Фрагмент «Дневника Бодхи».
*) Просматривая книгу о Рамакришне наткнулся на его описание формы любви, которую он называл «мадхура бхава», и вдруг возникла мысль – а почему я не испытываю любви к своей девочке – да, к Той Самой? Я не могу даже назвать ее «девочка», называю «женщина на троне», так как помню ее как грозную, важную, и естественно, что при таком отношении к ней как к «грозной и важной»… какая ж тут может быть любовь? И вдруг я вспомнил о запрете, который сам на себя наложил. В те дни – сразу после ее появления, у меня были смутные блуждания мыслей на тот счет, что эта женщина может дать мне все, чего я ищу, - и смысл и содержание жизни. Но при этом я понимал, что пока меня на части разрывают механические желания и негативные эмоции убийственной силы, и еще при том, что эти желания я по большей части подавляю… в таком беспросветном мраке мне не светит общение с ней. С другой стороны пришла в голову мысль о том, что если я воспользуюсь таким способом – как же я найду путь к свободе для обычных людей – для тех, у кого нет такой возможности - быть взятым за руку подобным существом и приведенным к свободе, к ОзВ? И тогда я испытал отторжение от этой идеи, фактически запретил себе испытывать любовь к этой «женщине».
Но сейчас этот запрет потерял всякий смысл. Во-первых, путь найден – в этом нет никаких сомнений. Путь найден, и даже описан, и даже проработан – совершено очень много в этом направлении, я испытываю предвосхищение, думая о проделанной работе, так что даже если я сейчас с головой уйду в ОзВ… так ведь именно этого я сейчас и хочу, именно это и является теперь «передним краем». Сейчас уже копаться в омрачениях я все равно не буду, так как считаю, что описанная мной методика и так достаточно детализирована – остальное скажут сами практикующие в своих статьях. Во-вторых, сейчас нет опасений типа «испытаю что-то эдакое и брошу их – а кто тогда им покажет путь?» - если даже я и испытаю что-то вот «эдакое» – как я могу бросить Ежатину, например? Да и остальных – всех тех, кто будет искренне и радостно заниматься практикой? Я буду уделять им ровно столько внимания, сколько мне захочется, а сколько захочется - зависит от того – какова будет их практика, а не от того – какая между нами дистанция в объеме испытываемых ОзВ. И кроме того, я уверен, что в моем общении с ними до сих пор очень велика доля заботы, т.е. паразитной, неэффективной составляющей.
- - -
== ИСХОДНОЕ ЗАДАНИЕ A ==
Почему, согласно предоставленному фрагменту, наложенный автором запрет теперь потерял смысл? Ответьте в одном–трех предложениях.
== ИСХОДНОЕ ЗАДАНИЕ B ==
Оформите в виде таблицы Markdown с колонками «№» и «Строка» строки записей от строки с «Could you kindly indicate each instance of the beige» до строки с «<point>80,125</point>» включительно, без пустых строк.

== ПЕРЕЧЕНЬ ЗАПИСЕЙ ==
- - -
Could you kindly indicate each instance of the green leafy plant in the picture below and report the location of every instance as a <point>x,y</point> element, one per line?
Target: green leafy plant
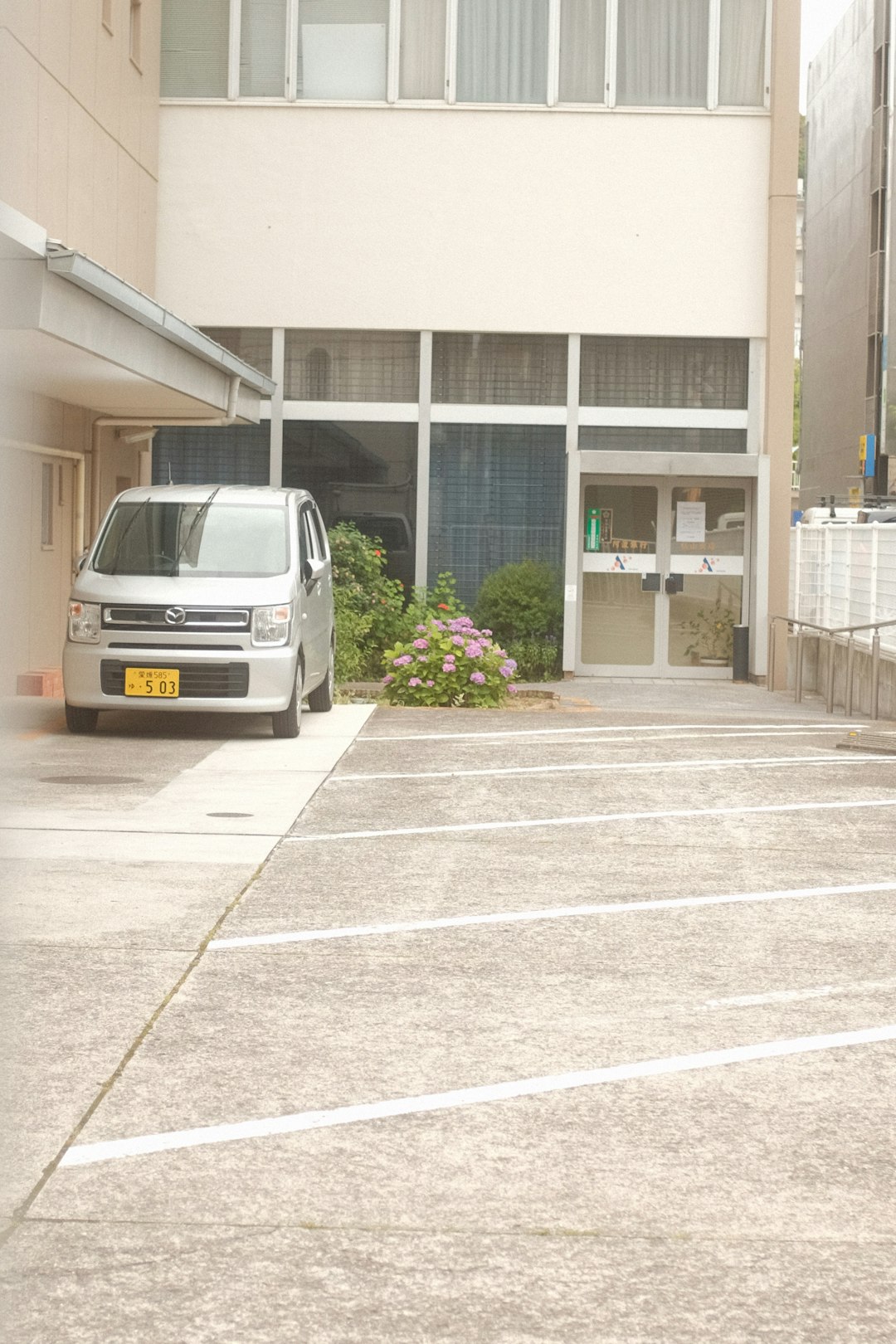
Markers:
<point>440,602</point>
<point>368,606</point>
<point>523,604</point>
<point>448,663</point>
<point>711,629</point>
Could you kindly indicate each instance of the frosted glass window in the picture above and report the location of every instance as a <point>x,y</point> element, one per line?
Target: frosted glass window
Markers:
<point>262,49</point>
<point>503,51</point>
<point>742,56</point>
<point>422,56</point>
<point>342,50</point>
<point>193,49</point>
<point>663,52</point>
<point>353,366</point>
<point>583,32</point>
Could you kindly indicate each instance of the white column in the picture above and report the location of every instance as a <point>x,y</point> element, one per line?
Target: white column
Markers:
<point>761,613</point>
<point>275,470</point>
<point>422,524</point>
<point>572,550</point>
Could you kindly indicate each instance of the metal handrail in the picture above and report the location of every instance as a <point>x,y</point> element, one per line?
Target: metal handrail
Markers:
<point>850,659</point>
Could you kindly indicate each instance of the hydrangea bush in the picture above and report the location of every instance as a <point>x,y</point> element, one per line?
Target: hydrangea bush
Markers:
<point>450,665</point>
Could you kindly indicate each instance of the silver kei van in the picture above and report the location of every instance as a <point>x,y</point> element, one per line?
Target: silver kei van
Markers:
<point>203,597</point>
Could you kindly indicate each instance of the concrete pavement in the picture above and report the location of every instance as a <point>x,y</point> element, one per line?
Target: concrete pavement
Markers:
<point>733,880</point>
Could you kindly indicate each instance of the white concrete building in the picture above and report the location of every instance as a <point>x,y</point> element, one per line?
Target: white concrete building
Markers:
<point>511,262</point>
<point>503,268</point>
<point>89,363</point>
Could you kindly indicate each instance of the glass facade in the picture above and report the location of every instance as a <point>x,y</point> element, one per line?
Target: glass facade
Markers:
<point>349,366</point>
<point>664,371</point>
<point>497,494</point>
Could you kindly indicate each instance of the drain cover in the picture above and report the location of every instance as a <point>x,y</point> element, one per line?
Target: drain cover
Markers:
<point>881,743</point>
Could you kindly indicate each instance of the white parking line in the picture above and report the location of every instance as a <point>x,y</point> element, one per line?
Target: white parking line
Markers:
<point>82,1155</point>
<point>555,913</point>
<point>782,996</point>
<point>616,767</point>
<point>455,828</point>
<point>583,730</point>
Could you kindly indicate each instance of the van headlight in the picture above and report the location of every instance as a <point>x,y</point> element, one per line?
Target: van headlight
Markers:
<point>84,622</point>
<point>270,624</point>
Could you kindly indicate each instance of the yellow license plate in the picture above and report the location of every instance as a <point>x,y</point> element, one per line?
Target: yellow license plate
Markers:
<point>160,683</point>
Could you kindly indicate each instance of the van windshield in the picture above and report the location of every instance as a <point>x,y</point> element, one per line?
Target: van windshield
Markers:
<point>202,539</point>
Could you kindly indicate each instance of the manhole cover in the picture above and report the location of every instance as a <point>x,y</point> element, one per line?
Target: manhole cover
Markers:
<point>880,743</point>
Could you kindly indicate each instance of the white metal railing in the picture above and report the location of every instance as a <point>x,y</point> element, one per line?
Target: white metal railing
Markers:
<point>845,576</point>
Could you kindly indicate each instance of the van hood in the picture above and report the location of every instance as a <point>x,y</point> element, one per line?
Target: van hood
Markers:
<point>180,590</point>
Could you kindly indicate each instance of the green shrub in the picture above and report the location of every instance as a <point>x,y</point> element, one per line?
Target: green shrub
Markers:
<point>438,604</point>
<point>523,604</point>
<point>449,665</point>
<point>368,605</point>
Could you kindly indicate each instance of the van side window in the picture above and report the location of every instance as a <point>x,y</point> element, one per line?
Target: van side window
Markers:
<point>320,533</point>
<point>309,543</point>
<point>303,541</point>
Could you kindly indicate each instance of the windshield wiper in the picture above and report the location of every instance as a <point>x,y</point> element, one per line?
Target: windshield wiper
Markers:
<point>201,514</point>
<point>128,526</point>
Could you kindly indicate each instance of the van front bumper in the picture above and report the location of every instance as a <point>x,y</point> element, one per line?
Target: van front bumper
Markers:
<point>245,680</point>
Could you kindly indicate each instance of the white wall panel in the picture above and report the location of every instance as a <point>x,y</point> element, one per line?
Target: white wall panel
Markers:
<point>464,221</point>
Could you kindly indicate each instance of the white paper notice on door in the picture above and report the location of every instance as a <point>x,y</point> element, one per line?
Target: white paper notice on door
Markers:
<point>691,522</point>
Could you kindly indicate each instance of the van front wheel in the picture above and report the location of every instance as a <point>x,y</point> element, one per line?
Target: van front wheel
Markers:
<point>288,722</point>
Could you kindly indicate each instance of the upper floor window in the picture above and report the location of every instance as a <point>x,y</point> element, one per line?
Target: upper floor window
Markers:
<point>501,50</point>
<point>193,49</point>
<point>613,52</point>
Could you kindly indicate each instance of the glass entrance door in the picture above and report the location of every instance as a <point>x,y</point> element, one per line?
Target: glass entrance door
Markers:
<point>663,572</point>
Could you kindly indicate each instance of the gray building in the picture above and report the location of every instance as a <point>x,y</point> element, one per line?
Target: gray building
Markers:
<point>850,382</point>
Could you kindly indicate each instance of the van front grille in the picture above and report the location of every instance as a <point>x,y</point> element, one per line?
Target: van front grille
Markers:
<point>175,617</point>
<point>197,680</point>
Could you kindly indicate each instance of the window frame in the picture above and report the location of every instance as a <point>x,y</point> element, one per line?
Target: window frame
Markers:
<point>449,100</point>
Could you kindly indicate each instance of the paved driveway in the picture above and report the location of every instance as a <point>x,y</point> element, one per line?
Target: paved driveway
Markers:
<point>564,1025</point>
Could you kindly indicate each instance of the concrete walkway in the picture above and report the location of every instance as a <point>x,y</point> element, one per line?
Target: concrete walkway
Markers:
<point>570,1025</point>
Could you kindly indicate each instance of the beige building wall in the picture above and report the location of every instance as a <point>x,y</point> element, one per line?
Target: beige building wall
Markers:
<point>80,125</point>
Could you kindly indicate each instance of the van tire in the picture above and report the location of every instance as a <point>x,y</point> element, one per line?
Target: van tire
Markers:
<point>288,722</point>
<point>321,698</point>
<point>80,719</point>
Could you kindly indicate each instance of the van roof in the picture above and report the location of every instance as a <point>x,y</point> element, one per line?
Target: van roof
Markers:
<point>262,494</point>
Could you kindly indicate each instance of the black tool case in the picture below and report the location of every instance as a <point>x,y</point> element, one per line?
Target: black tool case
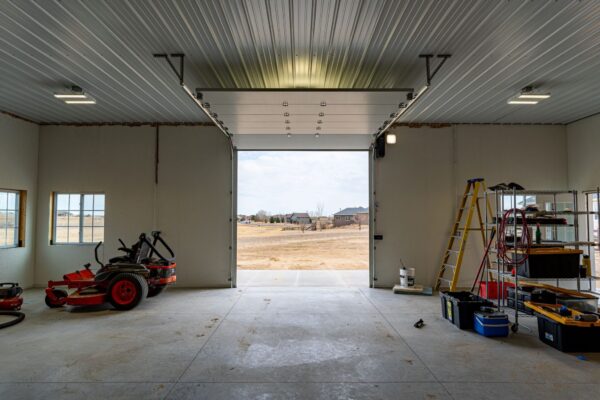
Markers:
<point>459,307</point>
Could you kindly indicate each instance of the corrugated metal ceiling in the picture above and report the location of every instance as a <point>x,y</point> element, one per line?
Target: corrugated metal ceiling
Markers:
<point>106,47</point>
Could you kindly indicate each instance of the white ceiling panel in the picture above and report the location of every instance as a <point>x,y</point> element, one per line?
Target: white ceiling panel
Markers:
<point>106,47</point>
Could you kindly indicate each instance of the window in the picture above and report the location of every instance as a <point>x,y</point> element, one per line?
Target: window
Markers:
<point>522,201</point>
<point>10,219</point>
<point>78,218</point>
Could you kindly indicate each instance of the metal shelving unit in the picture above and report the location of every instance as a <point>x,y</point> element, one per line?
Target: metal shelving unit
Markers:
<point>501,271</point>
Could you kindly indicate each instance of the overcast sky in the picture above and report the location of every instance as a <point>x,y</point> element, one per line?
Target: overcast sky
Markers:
- - -
== ПОЛНЫЙ ОТВЕТ A ==
Во-первых, путь уже найден, описан и проработан, поэтому погружение в ОзВ теперь и есть «передний край». Во-вторых, исчезло опасение бросить практикующих: внимание к ним будет зависеть от их практики, а не от разницы в объеме испытываемых ОзВ.

== ПОЛНЫЙ ОТВЕТ B ==
| № | Строка |
|---|---|
| 1 | Could you kindly indicate each instance of the beige building wall in the picture above and report the location of every instance as a <point>x,y</point> element, one per line? |
| 2 | Target: beige building wall |
| 3 | Markers: |
| 4 | <point>80,125</point> |